■ **Extracted data**
+===+
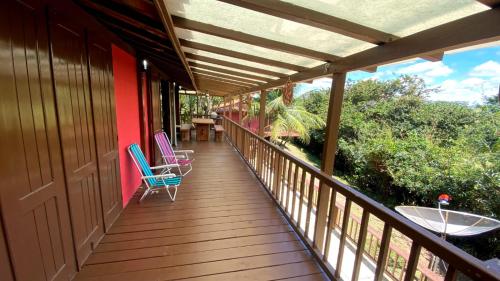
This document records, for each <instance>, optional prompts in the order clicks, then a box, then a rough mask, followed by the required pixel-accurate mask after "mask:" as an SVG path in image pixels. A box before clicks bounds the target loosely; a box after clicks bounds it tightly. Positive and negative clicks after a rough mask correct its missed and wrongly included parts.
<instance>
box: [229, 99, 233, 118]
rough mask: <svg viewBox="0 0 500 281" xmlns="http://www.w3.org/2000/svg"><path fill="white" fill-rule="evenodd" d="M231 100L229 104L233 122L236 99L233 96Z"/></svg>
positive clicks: (229, 108) (229, 113)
+===+
■ **Assigned task**
Pictures aside, return all of the material exactly as written.

■ **Solution for this problem**
This document records, for each <instance>, optional prompts in the order clicks, then a box, then a rough mask, followed by the required pixel-accurate mask after "mask:" as an SVG path in image pixels. A box before clicks bounds the target loosely; a box after clicks bounds it tightly. Positive and negative clicks after a rough mask correct its missed and wrongly included parts.
<instance>
box: [229, 99, 233, 118]
rough mask: <svg viewBox="0 0 500 281" xmlns="http://www.w3.org/2000/svg"><path fill="white" fill-rule="evenodd" d="M231 100L229 104L233 122L236 99L233 96Z"/></svg>
positive clicks: (229, 108) (229, 113)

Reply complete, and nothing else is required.